• **Tantangan**:
A. Menurut teks tentang tanah adat Sigapiton, berapa luas lahan di kawasan Sibisa yang telah diserahkan untuk dikelola BODT?
B. Ketik ulang bagian teks tentang tanah adat Sigapiton antara "Gerakan Masyarakat Perangi" dan "pertanian dan permukiman.", termasuk kedua batas itu.
C. Tuliskan lanjutan teks tentang tanah adat Sigapiton setelah kalimat terakhir yang ditampilkan.

• **Potongan Teks**:
Kemudian Dinas Kehutanan Provsu diwakili Ependi Pane, S.Hut, MAP, Kepala KPHL Wilayah IV Tobasa Leo Sitorus, Camat Ajibata Drs. Tigor Sirait, Kepala Desa Sekawasan Kecamatan Ajibata, Aman Tano Batak, KSPPM Parapat, dan perwakilan masyarakat Marga Butarbutar Desa Sigapiton dan Sibisa sekitarnya.
Saat itu terungkap berbagai fakta bahwa adanya carut-marut persoalan lahan milik masyarakat adat sekitar yang telah ditetapkan pemerintah jadi lokasi pariwisata sesuai amanah Kepres No 49 Tahun 2016 tentang Pembentukan Badan Pengelola Otorita Pariwisata Danau Toba (BPOPDT) oleh Presiden RI.
Namun, belakangan ini masyarakat di kawasan Sibisa sekitarnya khususnya Marga Butarbutar Sigapiton mengalami keresahan setelah mengetahui bahwa lahan seluas 500 ha di kawasan Sibisa tersebut telah diserahkan oleh Pemkab Tobasa dan Dinas Kehutanan cq. Kemen LHK RI untuk dikelola BODT tanpa melibatkan masyarakat selaku pemilik tanah adat.
Padahal tanah tersebut merupakan tanah adat yang wariskan secara turun-temurun, meski sebelumnya pernah diserahkan kepada Dinas Kehutanan Provsu untuk direboisasi menjaga kelestarian lingkungan yang dikuatkan dengan bukti adanya surat penyerahan.
Mangatas Togi Butarbutar didampingi biro bantuan hukum DPD.
Gerakan Masyarakat Perangi Korupsi (GMPK) Sumut Ir. Pamostang Hutagalung dan Sudirman selaku perwakilan Masyarakat Adat marga Butarbutar Desa Sigapiton dari Keturunan Ompu Ondol Butarbutar dalam rapat meminta kepada Pemerintah untuk dapat mempertegas status tanah adat mereka seluas 120 hektar yang sudah selama berpuluh tahun mereka gunakan jadi sumber penghasilan lahan pertanian dan permukiman.
Dia menjelaskan bahwa keluarga besar suku/marga Butarbutar Keturunan Op. Ondol selaku pemilik tanah adat dari warisan leluhur seluas 120 ha di Kawasan Sibisa Dusun Sileang-leang Desa Sigapiton sudah sejak lama diperjuangkan pengembalian dan pelepasannya dari kawasan hutan kepada Pemerintah Kabupaten Tobasa, Gubernur dalam hal ini melalui Dinas Kehutanan dan Kementerian LHK, namun sampai saat ini belum ada penyelesaiannya.

• **Daftar Data**:
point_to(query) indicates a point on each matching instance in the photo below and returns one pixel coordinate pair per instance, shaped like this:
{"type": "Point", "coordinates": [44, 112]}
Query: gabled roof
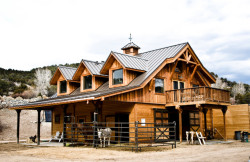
{"type": "Point", "coordinates": [93, 66]}
{"type": "Point", "coordinates": [153, 60]}
{"type": "Point", "coordinates": [129, 45]}
{"type": "Point", "coordinates": [67, 73]}
{"type": "Point", "coordinates": [131, 62]}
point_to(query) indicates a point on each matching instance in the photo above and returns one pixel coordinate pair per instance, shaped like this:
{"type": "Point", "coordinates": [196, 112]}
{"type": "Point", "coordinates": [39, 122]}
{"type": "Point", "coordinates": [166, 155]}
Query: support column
{"type": "Point", "coordinates": [200, 116]}
{"type": "Point", "coordinates": [205, 120]}
{"type": "Point", "coordinates": [64, 123]}
{"type": "Point", "coordinates": [18, 125]}
{"type": "Point", "coordinates": [180, 123]}
{"type": "Point", "coordinates": [38, 125]}
{"type": "Point", "coordinates": [212, 121]}
{"type": "Point", "coordinates": [97, 113]}
{"type": "Point", "coordinates": [224, 110]}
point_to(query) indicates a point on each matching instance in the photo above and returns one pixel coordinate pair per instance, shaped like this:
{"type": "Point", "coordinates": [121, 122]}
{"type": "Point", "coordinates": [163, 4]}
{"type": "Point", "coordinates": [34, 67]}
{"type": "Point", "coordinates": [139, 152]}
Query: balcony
{"type": "Point", "coordinates": [197, 95]}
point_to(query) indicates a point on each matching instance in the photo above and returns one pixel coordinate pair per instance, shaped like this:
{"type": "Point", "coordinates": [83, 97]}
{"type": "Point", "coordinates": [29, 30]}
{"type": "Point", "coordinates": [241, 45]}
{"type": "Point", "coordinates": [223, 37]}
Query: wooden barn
{"type": "Point", "coordinates": [158, 86]}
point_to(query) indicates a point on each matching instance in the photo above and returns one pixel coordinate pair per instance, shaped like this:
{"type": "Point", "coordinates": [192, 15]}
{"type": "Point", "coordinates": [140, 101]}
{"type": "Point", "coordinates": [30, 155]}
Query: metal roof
{"type": "Point", "coordinates": [129, 45]}
{"type": "Point", "coordinates": [67, 72]}
{"type": "Point", "coordinates": [65, 98]}
{"type": "Point", "coordinates": [132, 62]}
{"type": "Point", "coordinates": [153, 59]}
{"type": "Point", "coordinates": [94, 66]}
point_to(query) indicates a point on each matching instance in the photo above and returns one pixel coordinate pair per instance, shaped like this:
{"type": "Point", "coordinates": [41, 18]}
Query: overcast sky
{"type": "Point", "coordinates": [36, 33]}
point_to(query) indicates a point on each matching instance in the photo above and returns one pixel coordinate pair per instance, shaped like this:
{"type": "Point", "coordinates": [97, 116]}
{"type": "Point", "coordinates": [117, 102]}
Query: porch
{"type": "Point", "coordinates": [197, 95]}
{"type": "Point", "coordinates": [192, 108]}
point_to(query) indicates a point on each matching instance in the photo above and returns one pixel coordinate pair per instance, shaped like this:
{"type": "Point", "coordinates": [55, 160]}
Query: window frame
{"type": "Point", "coordinates": [83, 82]}
{"type": "Point", "coordinates": [162, 87]}
{"type": "Point", "coordinates": [113, 76]}
{"type": "Point", "coordinates": [196, 120]}
{"type": "Point", "coordinates": [61, 92]}
{"type": "Point", "coordinates": [179, 83]}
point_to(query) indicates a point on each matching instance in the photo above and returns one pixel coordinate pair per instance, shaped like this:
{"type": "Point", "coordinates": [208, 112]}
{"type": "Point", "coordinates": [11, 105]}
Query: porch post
{"type": "Point", "coordinates": [97, 113]}
{"type": "Point", "coordinates": [212, 121]}
{"type": "Point", "coordinates": [224, 110]}
{"type": "Point", "coordinates": [200, 116]}
{"type": "Point", "coordinates": [18, 125]}
{"type": "Point", "coordinates": [180, 123]}
{"type": "Point", "coordinates": [38, 125]}
{"type": "Point", "coordinates": [64, 123]}
{"type": "Point", "coordinates": [205, 120]}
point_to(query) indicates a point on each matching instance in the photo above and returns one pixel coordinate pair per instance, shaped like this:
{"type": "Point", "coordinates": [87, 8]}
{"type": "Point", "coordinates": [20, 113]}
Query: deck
{"type": "Point", "coordinates": [197, 95]}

• **Keluaran Berurutan**:
A. 500 ha.

B.
Gerakan Masyarakat Perangi Korupsi (GMPK) Sumut Ir. Pamostang Hutagalung dan Sudirman selaku perwakilan Masyarakat Adat marga Butarbutar Desa Sigapiton dari Keturunan Ompu Ondol Butarbutar dalam rapat meminta kepada Pemerintah untuk dapat mempertegas status tanah adat mereka seluas 120 hektar yang sudah selama berpuluh tahun mereka gunakan jadi sumber penghasilan lahan pertanian dan permukiman.

C.
“Melalui rapat yang difasilitasi oleh Komisi A DPRD Provsu ini, kami minta ada kejelasan status pengembalian tanah adat kami kepada pemerintah, sebab jauh-jauh hari sebelum lahir BODT tanah adat kami seluas 120 hektar masuk kedalam zona pengelolaan BODT tersebut telah kami mohonkan pengembaliannya kepada pemeritah lewat mekanisme dan aturan yang berlaku di negeri ini, namun sampai detik ini belum ada penyelesaiannya,” ungkap Togi.
Lebih lanjut Togi mengatakan, sejak dilakukan sosialisasi pihaknya dari keturunan Marga Butarbutar Sigapiton tidak menolak kehadiran BPODT. Mereka sangat mendukung program pembangunan yang akan dilakukan pemerintah pusat melalui BODT.
Tetapi, janganlah tanah milik mereka dirampas begitu saja. Mengenai penggunaan tanah adat untuk lokasi wisata diharapkan harus ada suatu kesepakatan bersama dengan pemerintah melalui pihak BODT.
“Kami jangan dijadikan hanya sebatas penonton pembangunan diatas tanah kami sendiri. Hak pengelolaan atas tanah ulayat kami harus dilindungi demi masa depan para generasi/keturunan kami dikemudian hari,” jelasnya.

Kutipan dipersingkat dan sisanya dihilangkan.